⟨
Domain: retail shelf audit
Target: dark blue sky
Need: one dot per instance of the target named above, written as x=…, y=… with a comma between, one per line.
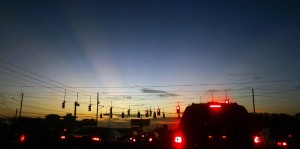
x=205, y=46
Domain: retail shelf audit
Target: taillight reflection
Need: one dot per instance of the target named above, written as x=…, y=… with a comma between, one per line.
x=281, y=143
x=256, y=139
x=96, y=139
x=22, y=138
x=150, y=139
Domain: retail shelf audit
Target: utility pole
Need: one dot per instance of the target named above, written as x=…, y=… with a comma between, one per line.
x=16, y=113
x=20, y=112
x=253, y=101
x=75, y=106
x=97, y=109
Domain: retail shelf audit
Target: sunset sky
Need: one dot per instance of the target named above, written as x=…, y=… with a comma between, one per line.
x=148, y=53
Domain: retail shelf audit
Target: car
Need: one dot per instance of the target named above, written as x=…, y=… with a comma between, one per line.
x=213, y=125
x=92, y=137
x=149, y=139
x=277, y=138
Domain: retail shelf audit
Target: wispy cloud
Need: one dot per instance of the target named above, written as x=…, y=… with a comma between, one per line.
x=159, y=92
x=255, y=76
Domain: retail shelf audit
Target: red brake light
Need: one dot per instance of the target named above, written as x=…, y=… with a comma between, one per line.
x=150, y=139
x=281, y=143
x=256, y=139
x=96, y=139
x=178, y=139
x=22, y=138
x=215, y=106
x=224, y=137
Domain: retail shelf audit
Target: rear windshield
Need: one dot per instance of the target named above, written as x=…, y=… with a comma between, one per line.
x=92, y=131
x=225, y=118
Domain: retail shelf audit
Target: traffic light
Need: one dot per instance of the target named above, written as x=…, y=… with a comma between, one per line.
x=90, y=107
x=147, y=114
x=154, y=114
x=177, y=109
x=63, y=104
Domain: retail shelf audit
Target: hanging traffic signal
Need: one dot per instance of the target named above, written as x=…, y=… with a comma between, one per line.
x=90, y=107
x=63, y=104
x=154, y=114
x=177, y=109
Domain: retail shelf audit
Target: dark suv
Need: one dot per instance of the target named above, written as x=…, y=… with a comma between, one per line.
x=213, y=125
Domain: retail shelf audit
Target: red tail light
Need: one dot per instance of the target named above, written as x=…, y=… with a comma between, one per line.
x=281, y=144
x=77, y=136
x=178, y=139
x=256, y=139
x=215, y=106
x=22, y=138
x=97, y=139
x=150, y=139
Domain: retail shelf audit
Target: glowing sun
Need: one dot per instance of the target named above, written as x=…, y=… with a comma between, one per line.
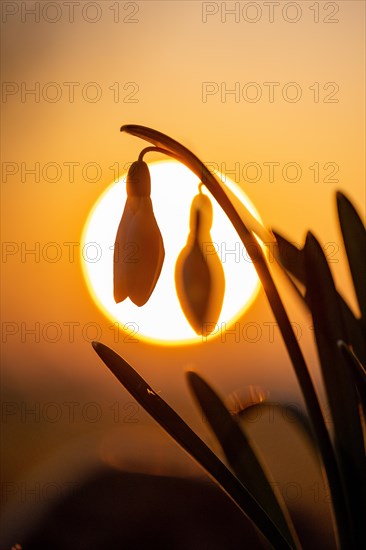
x=161, y=319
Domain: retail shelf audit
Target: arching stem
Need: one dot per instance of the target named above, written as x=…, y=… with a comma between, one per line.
x=177, y=151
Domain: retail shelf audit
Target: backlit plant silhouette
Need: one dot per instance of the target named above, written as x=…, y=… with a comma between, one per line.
x=339, y=334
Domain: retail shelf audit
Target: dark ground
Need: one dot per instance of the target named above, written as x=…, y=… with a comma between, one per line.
x=118, y=510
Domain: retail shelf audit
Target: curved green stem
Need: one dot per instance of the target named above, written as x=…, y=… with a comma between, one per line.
x=184, y=155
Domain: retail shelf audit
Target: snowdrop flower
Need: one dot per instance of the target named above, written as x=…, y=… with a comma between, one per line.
x=199, y=275
x=139, y=249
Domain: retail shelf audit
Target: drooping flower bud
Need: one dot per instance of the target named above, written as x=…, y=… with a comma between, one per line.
x=139, y=249
x=199, y=275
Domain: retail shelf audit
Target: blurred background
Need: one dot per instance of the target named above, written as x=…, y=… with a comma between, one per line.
x=271, y=94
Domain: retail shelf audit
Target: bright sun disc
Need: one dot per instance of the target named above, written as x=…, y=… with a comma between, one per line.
x=161, y=319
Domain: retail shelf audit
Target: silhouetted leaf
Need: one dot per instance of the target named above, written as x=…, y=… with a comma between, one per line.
x=354, y=237
x=287, y=410
x=292, y=259
x=341, y=392
x=190, y=442
x=241, y=456
x=358, y=370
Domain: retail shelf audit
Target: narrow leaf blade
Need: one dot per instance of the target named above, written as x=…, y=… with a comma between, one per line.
x=240, y=455
x=338, y=381
x=354, y=237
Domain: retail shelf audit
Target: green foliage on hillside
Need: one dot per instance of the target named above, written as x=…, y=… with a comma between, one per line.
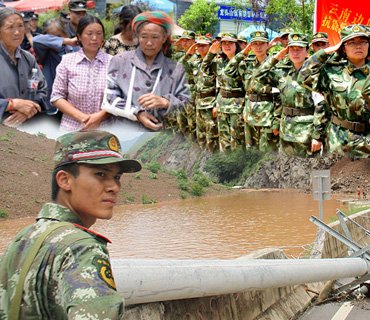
x=233, y=167
x=230, y=168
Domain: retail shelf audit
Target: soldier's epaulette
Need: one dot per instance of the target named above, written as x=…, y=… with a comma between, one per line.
x=336, y=60
x=285, y=63
x=250, y=58
x=93, y=233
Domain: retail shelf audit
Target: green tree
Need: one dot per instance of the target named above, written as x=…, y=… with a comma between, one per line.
x=201, y=17
x=297, y=14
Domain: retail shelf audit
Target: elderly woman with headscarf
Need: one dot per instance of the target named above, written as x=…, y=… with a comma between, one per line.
x=144, y=85
x=17, y=103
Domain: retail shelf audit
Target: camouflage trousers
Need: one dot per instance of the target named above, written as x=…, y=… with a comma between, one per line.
x=261, y=138
x=186, y=120
x=346, y=142
x=230, y=131
x=206, y=130
x=170, y=122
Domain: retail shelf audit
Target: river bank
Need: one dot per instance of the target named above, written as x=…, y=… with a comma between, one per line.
x=26, y=173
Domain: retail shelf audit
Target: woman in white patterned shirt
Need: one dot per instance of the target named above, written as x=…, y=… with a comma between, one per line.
x=81, y=78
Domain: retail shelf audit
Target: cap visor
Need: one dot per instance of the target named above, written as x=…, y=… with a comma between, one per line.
x=126, y=165
x=259, y=39
x=355, y=35
x=320, y=40
x=297, y=44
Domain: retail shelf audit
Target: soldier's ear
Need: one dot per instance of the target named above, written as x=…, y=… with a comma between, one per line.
x=64, y=180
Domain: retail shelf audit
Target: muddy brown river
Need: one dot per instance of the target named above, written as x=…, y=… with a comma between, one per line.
x=207, y=228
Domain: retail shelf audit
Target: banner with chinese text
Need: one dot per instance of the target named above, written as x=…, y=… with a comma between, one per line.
x=332, y=15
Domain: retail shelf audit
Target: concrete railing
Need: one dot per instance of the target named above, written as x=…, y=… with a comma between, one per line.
x=272, y=303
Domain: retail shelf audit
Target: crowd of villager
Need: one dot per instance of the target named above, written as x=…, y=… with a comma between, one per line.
x=296, y=94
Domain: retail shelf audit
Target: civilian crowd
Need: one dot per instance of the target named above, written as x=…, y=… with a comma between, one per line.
x=299, y=96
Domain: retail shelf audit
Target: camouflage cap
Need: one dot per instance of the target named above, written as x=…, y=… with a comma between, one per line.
x=219, y=35
x=353, y=31
x=26, y=15
x=203, y=39
x=259, y=36
x=92, y=147
x=320, y=37
x=77, y=5
x=297, y=40
x=285, y=31
x=242, y=38
x=35, y=16
x=232, y=37
x=188, y=34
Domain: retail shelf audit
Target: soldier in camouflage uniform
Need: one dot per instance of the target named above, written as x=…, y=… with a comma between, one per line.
x=57, y=268
x=258, y=111
x=320, y=40
x=282, y=39
x=242, y=41
x=183, y=43
x=344, y=83
x=297, y=103
x=230, y=97
x=205, y=101
x=186, y=40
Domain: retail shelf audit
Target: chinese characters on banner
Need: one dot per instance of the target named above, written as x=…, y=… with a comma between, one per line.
x=245, y=14
x=332, y=15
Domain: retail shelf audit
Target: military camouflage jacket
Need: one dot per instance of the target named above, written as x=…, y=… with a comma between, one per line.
x=70, y=277
x=215, y=65
x=259, y=102
x=341, y=83
x=203, y=83
x=283, y=75
x=190, y=64
x=178, y=55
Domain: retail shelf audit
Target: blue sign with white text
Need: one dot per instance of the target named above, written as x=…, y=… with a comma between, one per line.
x=246, y=14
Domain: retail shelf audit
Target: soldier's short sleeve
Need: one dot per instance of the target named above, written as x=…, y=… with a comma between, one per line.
x=86, y=285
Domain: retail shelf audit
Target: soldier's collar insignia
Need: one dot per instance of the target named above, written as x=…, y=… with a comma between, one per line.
x=104, y=271
x=365, y=69
x=113, y=144
x=356, y=29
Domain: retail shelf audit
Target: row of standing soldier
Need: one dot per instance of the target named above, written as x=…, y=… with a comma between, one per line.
x=279, y=101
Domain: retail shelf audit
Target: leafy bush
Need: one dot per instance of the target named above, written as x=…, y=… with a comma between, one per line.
x=3, y=213
x=233, y=166
x=197, y=189
x=130, y=198
x=201, y=179
x=183, y=195
x=153, y=167
x=152, y=175
x=183, y=184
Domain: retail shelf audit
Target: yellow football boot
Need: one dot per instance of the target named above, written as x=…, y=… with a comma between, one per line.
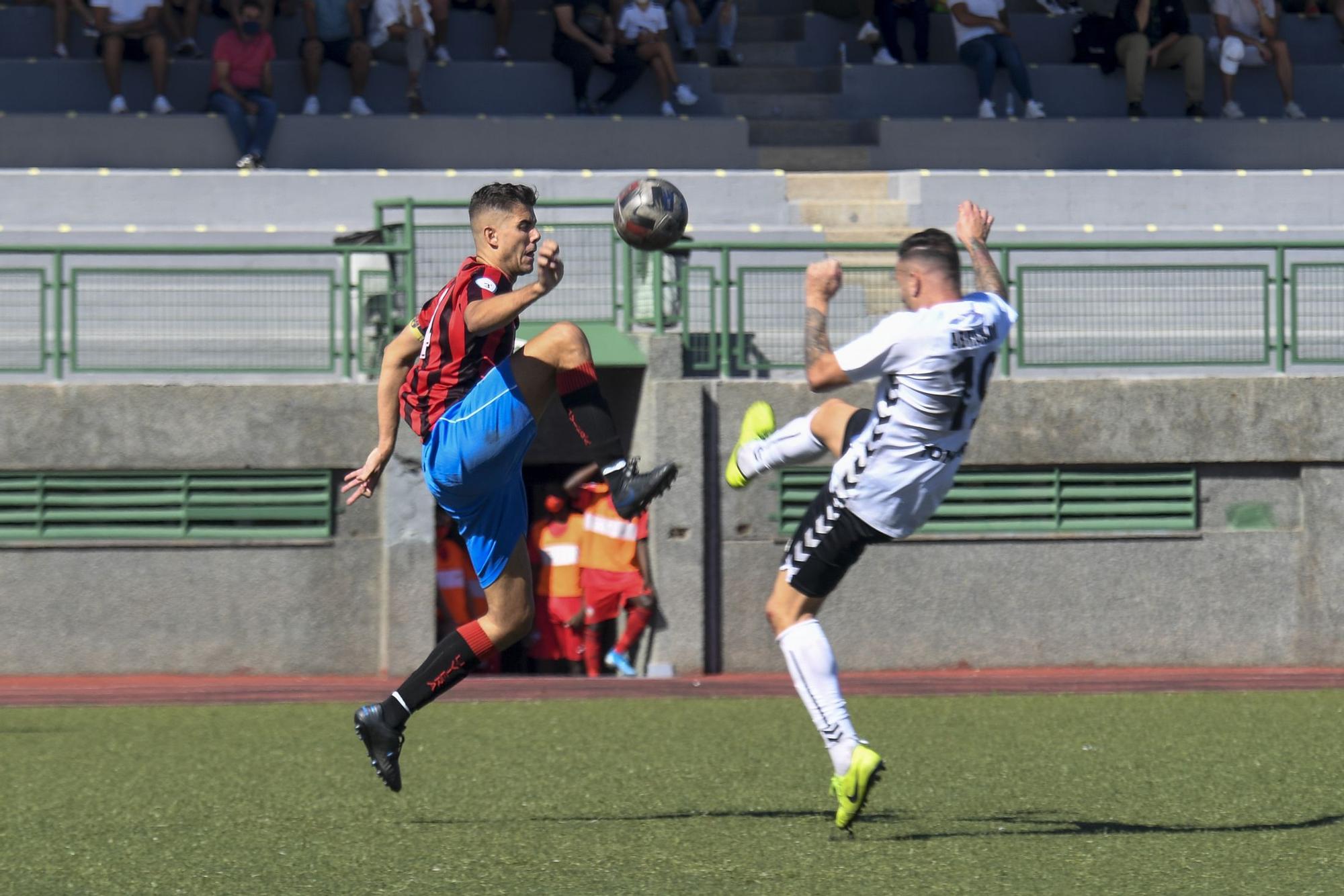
x=757, y=424
x=853, y=788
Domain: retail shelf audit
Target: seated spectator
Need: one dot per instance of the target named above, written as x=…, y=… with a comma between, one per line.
x=690, y=15
x=984, y=44
x=644, y=28
x=889, y=13
x=128, y=30
x=588, y=40
x=241, y=84
x=1157, y=36
x=1248, y=36
x=61, y=22
x=403, y=34
x=335, y=32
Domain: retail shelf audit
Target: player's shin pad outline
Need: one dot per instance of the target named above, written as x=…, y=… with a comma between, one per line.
x=826, y=521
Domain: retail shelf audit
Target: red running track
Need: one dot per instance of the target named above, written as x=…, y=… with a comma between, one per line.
x=58, y=691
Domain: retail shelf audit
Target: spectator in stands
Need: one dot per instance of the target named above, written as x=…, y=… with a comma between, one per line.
x=644, y=28
x=335, y=32
x=615, y=573
x=690, y=15
x=403, y=34
x=241, y=85
x=61, y=22
x=1155, y=34
x=984, y=44
x=130, y=30
x=889, y=13
x=1248, y=36
x=503, y=13
x=585, y=37
x=557, y=643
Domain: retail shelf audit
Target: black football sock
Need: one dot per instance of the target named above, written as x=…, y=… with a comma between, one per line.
x=451, y=662
x=591, y=416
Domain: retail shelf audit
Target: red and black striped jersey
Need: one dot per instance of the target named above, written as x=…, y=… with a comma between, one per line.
x=454, y=361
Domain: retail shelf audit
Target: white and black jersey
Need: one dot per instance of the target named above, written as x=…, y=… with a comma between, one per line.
x=932, y=369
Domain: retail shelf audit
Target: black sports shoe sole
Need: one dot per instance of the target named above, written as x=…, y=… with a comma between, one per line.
x=644, y=503
x=361, y=731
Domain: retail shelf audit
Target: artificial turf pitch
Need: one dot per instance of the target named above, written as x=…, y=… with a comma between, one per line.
x=1200, y=793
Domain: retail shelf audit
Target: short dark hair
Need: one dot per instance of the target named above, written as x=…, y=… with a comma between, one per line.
x=933, y=248
x=502, y=198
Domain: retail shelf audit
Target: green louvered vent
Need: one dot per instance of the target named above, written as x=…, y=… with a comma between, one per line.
x=251, y=504
x=1050, y=500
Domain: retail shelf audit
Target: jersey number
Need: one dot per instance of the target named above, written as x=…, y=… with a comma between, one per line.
x=966, y=374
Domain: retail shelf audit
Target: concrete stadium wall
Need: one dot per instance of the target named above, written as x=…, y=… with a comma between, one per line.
x=361, y=601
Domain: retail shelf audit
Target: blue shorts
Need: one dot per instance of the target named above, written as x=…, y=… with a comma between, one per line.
x=474, y=468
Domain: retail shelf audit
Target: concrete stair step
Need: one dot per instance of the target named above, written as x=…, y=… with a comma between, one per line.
x=769, y=29
x=771, y=132
x=816, y=158
x=865, y=187
x=851, y=213
x=800, y=105
x=776, y=81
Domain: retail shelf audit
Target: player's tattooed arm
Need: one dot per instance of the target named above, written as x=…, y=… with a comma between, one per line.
x=989, y=280
x=816, y=343
x=823, y=283
x=974, y=225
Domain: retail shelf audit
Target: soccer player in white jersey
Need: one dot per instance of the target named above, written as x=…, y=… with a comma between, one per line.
x=896, y=463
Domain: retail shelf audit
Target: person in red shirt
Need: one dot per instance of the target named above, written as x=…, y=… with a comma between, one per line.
x=557, y=644
x=455, y=378
x=241, y=84
x=615, y=574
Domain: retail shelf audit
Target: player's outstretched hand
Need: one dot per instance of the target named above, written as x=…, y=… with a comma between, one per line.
x=365, y=480
x=550, y=269
x=825, y=279
x=974, y=224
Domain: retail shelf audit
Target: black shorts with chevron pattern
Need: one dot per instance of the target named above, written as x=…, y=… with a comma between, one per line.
x=829, y=541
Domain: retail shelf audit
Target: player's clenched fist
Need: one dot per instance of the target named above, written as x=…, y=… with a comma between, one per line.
x=974, y=224
x=825, y=279
x=550, y=269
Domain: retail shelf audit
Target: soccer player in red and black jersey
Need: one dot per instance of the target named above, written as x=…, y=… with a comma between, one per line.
x=456, y=379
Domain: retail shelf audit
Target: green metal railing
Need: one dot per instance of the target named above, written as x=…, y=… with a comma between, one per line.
x=1027, y=502
x=163, y=311
x=1175, y=304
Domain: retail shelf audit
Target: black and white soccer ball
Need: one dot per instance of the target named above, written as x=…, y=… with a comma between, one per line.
x=651, y=214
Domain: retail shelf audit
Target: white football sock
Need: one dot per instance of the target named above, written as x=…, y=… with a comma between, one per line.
x=814, y=670
x=791, y=444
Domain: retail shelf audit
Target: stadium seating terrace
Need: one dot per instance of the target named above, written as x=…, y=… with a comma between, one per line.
x=791, y=105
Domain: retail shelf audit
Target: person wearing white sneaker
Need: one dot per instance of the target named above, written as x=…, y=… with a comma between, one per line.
x=403, y=34
x=984, y=44
x=644, y=26
x=889, y=13
x=1248, y=36
x=334, y=33
x=130, y=30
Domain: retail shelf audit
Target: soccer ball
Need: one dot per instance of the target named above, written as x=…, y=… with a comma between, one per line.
x=650, y=214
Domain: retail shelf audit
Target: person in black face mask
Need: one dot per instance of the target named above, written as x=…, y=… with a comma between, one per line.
x=241, y=84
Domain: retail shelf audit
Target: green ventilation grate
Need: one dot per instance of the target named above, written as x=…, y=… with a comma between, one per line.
x=248, y=504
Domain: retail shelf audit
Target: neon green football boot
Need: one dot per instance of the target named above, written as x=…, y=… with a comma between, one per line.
x=757, y=424
x=853, y=788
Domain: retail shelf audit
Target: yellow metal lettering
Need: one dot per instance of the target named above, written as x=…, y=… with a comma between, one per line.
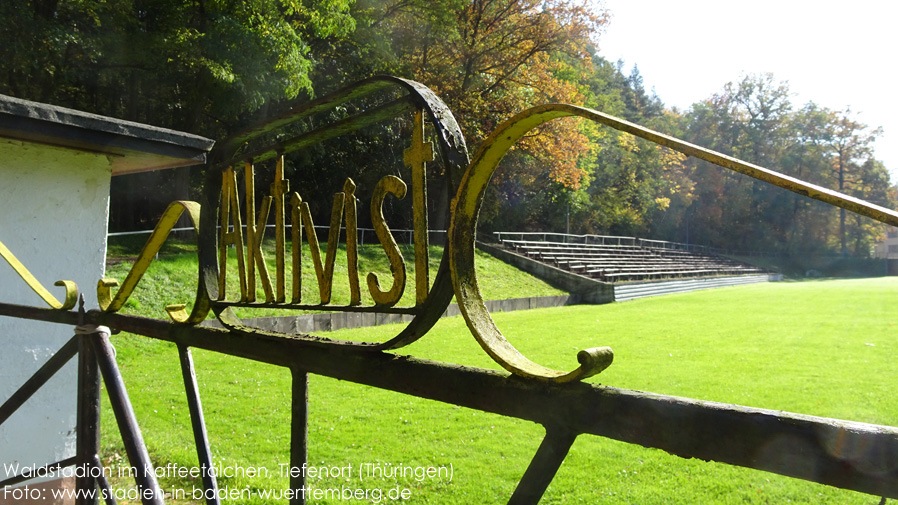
x=279, y=188
x=394, y=185
x=352, y=251
x=415, y=158
x=255, y=232
x=230, y=211
x=325, y=273
x=296, y=243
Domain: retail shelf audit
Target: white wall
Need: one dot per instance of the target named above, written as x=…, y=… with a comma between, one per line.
x=53, y=215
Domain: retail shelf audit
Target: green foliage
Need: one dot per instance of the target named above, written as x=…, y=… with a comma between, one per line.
x=209, y=66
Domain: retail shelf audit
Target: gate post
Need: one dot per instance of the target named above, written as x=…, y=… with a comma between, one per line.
x=299, y=435
x=87, y=442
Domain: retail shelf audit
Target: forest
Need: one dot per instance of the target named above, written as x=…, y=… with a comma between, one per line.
x=210, y=67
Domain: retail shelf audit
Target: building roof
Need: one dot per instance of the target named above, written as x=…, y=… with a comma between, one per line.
x=134, y=147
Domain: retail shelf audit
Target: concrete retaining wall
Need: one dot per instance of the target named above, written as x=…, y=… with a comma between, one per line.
x=584, y=289
x=630, y=291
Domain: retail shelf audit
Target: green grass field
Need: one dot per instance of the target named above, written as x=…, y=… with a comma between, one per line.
x=821, y=348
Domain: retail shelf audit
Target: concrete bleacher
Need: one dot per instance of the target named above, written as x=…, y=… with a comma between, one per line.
x=623, y=259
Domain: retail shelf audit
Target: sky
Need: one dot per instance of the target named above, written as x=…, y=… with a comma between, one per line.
x=836, y=54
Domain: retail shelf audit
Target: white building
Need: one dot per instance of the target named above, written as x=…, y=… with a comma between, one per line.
x=55, y=170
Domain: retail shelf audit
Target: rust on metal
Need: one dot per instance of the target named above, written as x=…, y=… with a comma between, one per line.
x=555, y=399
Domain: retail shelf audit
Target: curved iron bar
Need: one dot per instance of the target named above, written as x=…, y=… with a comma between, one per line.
x=466, y=208
x=71, y=289
x=177, y=312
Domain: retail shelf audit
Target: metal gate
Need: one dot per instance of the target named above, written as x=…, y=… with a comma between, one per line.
x=557, y=400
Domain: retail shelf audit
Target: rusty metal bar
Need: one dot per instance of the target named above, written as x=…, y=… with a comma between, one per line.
x=87, y=442
x=543, y=467
x=104, y=484
x=16, y=479
x=299, y=434
x=198, y=422
x=144, y=475
x=40, y=377
x=849, y=455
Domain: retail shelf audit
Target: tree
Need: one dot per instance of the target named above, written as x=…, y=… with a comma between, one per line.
x=850, y=142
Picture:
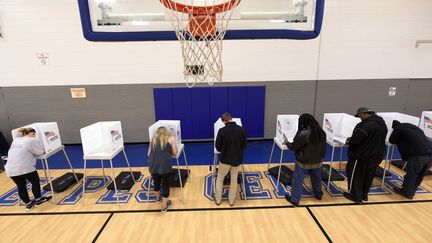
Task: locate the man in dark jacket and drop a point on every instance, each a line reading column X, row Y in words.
column 230, row 142
column 414, row 148
column 310, row 146
column 365, row 152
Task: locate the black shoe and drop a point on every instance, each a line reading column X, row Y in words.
column 43, row 200
column 349, row 197
column 30, row 206
column 164, row 209
column 288, row 198
column 401, row 192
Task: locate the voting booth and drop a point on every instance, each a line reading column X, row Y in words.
column 173, row 127
column 338, row 128
column 103, row 141
column 389, row 117
column 286, row 129
column 218, row 125
column 426, row 123
column 181, row 176
column 48, row 133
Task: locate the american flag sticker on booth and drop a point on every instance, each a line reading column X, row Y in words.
column 115, row 134
column 328, row 126
column 78, row 93
column 427, row 122
column 50, row 136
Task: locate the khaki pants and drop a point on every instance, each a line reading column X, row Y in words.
column 222, row 172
⟩
Going through the data above, return each line with the word "player".

Target: player's shin pad outline
Target: player's tattooed arm
Target: soccer player in white jersey
Target: player's outstretched hand
Target: player's clenched fist
Target: soccer player in red and black jersey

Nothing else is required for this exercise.